Required action:
Copy out the data word for word, without any of its pictures.

(Records from a dataset)
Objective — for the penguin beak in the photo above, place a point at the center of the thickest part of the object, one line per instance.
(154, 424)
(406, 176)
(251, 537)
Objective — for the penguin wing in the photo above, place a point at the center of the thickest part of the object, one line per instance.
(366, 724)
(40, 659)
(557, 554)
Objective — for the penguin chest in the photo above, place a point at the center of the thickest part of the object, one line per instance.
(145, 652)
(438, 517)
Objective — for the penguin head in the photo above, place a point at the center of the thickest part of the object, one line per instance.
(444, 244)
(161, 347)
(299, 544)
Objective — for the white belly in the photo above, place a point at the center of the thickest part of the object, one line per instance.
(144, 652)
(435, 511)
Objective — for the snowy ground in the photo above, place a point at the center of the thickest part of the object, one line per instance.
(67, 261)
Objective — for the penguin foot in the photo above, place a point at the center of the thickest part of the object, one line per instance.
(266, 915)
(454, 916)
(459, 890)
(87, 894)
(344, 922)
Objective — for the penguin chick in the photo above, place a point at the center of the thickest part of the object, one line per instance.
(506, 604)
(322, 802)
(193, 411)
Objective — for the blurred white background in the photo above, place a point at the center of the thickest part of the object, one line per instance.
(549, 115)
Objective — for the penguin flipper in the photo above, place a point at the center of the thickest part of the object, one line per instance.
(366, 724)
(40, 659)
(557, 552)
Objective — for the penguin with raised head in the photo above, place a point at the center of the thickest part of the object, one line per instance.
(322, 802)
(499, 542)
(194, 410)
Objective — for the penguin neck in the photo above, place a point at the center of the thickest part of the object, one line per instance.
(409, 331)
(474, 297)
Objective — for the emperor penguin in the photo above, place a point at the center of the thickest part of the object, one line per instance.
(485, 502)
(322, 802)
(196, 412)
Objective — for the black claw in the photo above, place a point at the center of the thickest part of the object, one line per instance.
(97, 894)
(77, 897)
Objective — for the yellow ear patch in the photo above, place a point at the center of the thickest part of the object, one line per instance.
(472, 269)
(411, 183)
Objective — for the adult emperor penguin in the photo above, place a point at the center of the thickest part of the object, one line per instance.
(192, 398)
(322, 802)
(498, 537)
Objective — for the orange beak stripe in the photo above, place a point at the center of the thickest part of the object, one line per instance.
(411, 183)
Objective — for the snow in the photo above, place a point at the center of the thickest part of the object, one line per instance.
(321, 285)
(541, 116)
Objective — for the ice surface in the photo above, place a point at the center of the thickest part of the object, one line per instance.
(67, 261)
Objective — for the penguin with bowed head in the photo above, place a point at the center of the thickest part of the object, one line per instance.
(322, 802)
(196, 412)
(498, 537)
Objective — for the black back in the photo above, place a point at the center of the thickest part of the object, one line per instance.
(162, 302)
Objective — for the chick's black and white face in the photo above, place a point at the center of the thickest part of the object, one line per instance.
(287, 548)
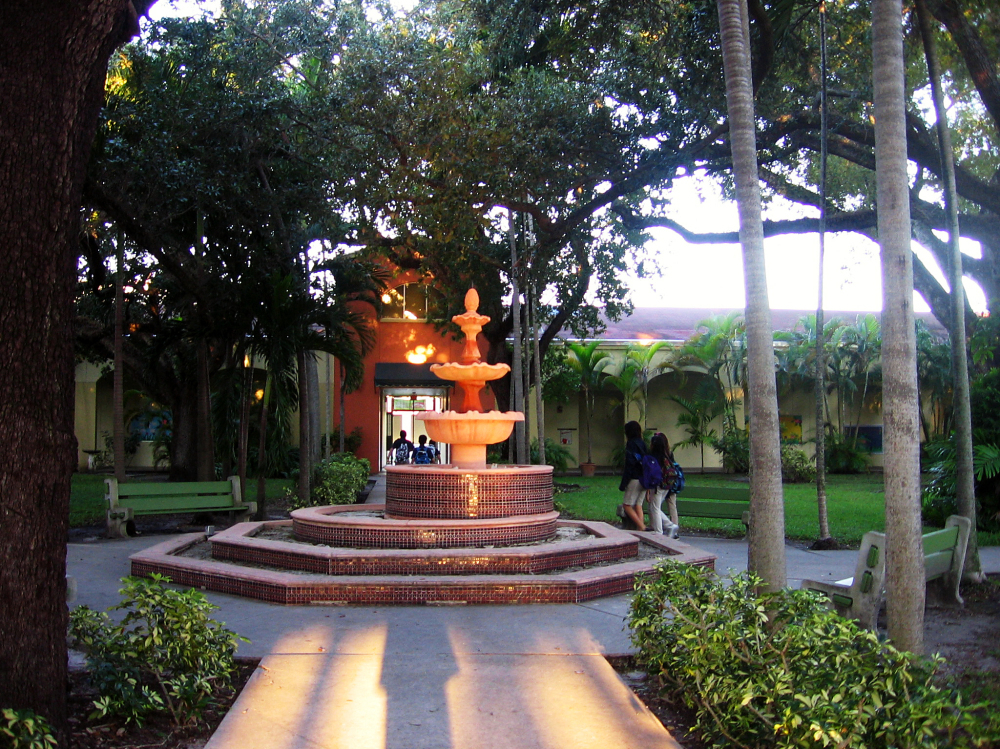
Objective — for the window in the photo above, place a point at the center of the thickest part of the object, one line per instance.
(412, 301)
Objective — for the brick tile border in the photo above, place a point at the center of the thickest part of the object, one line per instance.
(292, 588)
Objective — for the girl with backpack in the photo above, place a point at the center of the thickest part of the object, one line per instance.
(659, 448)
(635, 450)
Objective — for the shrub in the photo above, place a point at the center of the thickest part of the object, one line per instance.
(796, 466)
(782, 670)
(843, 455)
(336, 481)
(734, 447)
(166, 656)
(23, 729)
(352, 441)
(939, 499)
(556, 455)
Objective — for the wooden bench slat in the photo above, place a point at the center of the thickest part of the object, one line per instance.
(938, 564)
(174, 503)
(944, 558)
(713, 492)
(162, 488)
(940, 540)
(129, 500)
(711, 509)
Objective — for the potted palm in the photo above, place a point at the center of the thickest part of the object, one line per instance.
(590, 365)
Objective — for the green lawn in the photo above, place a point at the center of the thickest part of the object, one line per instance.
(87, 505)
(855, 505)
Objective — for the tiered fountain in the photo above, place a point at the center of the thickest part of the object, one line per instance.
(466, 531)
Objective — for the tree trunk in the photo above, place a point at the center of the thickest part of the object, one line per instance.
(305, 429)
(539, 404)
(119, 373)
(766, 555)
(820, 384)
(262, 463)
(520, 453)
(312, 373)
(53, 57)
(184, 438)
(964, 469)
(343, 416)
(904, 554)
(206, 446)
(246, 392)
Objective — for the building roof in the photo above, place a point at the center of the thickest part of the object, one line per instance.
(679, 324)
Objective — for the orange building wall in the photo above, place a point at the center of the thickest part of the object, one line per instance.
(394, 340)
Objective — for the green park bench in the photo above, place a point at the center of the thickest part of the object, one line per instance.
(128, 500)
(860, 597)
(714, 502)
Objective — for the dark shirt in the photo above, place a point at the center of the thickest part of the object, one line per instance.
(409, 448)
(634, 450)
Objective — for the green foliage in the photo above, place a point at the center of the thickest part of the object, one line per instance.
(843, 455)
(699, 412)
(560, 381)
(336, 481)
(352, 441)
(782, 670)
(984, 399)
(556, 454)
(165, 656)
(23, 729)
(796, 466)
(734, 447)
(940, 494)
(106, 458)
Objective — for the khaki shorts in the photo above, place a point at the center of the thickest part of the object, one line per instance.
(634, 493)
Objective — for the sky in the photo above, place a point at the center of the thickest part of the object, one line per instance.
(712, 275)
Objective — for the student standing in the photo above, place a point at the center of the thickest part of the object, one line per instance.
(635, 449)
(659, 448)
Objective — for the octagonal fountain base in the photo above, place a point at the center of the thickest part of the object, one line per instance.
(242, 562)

Solution:
Objective — for the penguin beak in the photo above, place a point at the center of the thickest part of the object, one line per instance.
(154, 424)
(406, 176)
(251, 537)
Objective — for the penguin wing in the photo above, place a point at the center of the thickest part of the object, one line per instance.
(366, 724)
(40, 659)
(557, 554)
Objective — for the penguin chest in the photo above, place a point at the center of the thickest part of the object, one line per instance.
(145, 652)
(438, 517)
Objective — for the penguin head in the photo above, place a point at the center of the thickest part of the object, one line per instance.
(444, 244)
(161, 347)
(299, 544)
Objective — for the white belly in the photo above, place a point at the center of the thickest part of the object, one line per instance.
(144, 652)
(435, 511)
Objective — for the snowy ground in the photo above, place a point at the center of the thickest part of the object, one line per instance.
(67, 261)
Objective — for the penguin foot in the photo above, place a point at the center of the thickest part of the object, one line per instance.
(266, 915)
(454, 916)
(459, 890)
(87, 894)
(344, 922)
Objective — for the penguin chick in the photo above, place a point at the center of the thickest part of the object, one line per instance.
(506, 604)
(322, 802)
(193, 411)
Objective — for the blurred white background in the photo above, place a point at the center of the thickest part of the object, one line per instance.
(549, 115)
Objective — for the penguin flipper in the photo above, place a point at the center of the thickest part of the object, one line per instance.
(366, 724)
(40, 659)
(557, 552)
Objective — for the penguin with raised head in the photo above, place a point at the center of the thickest part of the object, one line per instance.
(322, 802)
(499, 542)
(194, 410)
Objective — for the penguin neck in the photo above, place a point at the center of the thickest part of the object, one line per instance.
(409, 331)
(474, 297)
Objective — for the emperor penguin in the photo above, place a point at the center of the thickest part of the object, one line per instance.
(485, 502)
(322, 802)
(196, 412)
Objective — for the black claw in the photo above, place a point at the center of the thickest part of the object, one line per instance.
(97, 894)
(77, 897)
Objective — for the yellow ear patch in the photo above, place a point at the center of the thickest part of the object, one line per instance.
(472, 269)
(411, 183)
Objective — for the adult emperor penguin in the photo above, place a point at the center of the thickest part of the object, one line per instance.
(192, 398)
(322, 802)
(498, 537)
Objective — for the orange beak stripe in the photo above, place a point at the center of the thickest part of the object, one line per instance.
(411, 183)
Objective — for the snow in the photo above, place a point at the center of the thickest part of the object, one line per instance.
(321, 285)
(541, 116)
Objective — for the ice surface in the photo above, place a point at the center of the thickest part of the object, one line per instance.
(67, 261)
Objective — for the penguin with bowed head in the photo above, place a point at the center of the thickest part of the object, one line per instance.
(322, 802)
(196, 412)
(498, 537)
Objective — for the black back in the photo above, place a point at the center of the thickest part of the object, one line per instance.
(162, 302)
Objective — for the chick's black and white face in the photo above, place a point at the center of the thickest part of the object, one line per instance.
(287, 548)
Objective — for the window in the photo above, place a point at the center of the thickest part of the object, one line per instance.
(412, 301)
Objective — for the brick tile border in the photo above, place a point at the center of the thickest part of the object, one line per instance.
(292, 588)
Objective — for the girl with backpack in the photo above, place a point at the center of the thickest part of the object, one line per instance.
(659, 448)
(635, 450)
Objective — for the shrub in the photo above, place a point at the center of the thickest part of the object, one line per instance.
(796, 466)
(782, 670)
(843, 455)
(336, 481)
(734, 447)
(166, 656)
(23, 729)
(352, 441)
(939, 499)
(556, 455)
Objective — for the wooden bench slat in the photo above, place a point at the center of the thickest part of the object, one line per instance.
(938, 564)
(174, 503)
(944, 558)
(713, 492)
(162, 488)
(940, 540)
(129, 500)
(711, 509)
Objective — for the potted palm in the photo above, place a point at the center of the thickest part of the object, one line per instance.
(590, 365)
Objective — for the green lawn in the photo above, place a point at the center of the thickest part of the object, one line per instance.
(87, 505)
(855, 505)
Objective — for the tiered fountain in the photo above, place a point at the center of the thickest part of the object, one line per instance.
(466, 531)
Objective — for the tree trunk in the photo above, place a point at the center of the thickest part of the object, one line per instance.
(305, 429)
(539, 404)
(119, 373)
(766, 555)
(820, 384)
(262, 463)
(520, 453)
(312, 373)
(53, 57)
(184, 438)
(964, 469)
(343, 416)
(904, 554)
(206, 446)
(246, 392)
Objective — for the building roof in the photo above, place a point at the center of the thickest part of the object, one line per instance.
(679, 324)
Objective — for the orange building wall in the photo above, place a point at the center of the thickest part of the object, one line per instance.
(394, 340)
Objective — for the green park bench in the photo above, place a point at the center of the thickest part of the object, one line per instance.
(128, 500)
(860, 597)
(714, 502)
Objective — for the dark shirt in the photo above, place a point at the center of the thickest part of the object, one line per instance.
(409, 448)
(634, 450)
Objective — for the green foliage in the photo above, place a point at the center of the thickest part of the object, one line per instance.
(843, 455)
(699, 412)
(560, 381)
(336, 481)
(352, 441)
(782, 670)
(984, 399)
(556, 454)
(165, 656)
(23, 729)
(796, 466)
(734, 447)
(940, 494)
(106, 458)
Objective — for the khaki shorts in the photo above, place a point at the center of the thickest part of the object, one line per instance.
(634, 493)
Objective — for the sky in the photo above, place a point at the center of the thickest part of the object, one line per instance.
(712, 275)
Objective — for the student standing in the photo above, place a point at the center of the thickest part of the object, one line per instance.
(635, 449)
(659, 448)
Objective — for the octagonal fountain base in the photo above, place a point at the center of the thickest part of the object, one line per instance.
(242, 562)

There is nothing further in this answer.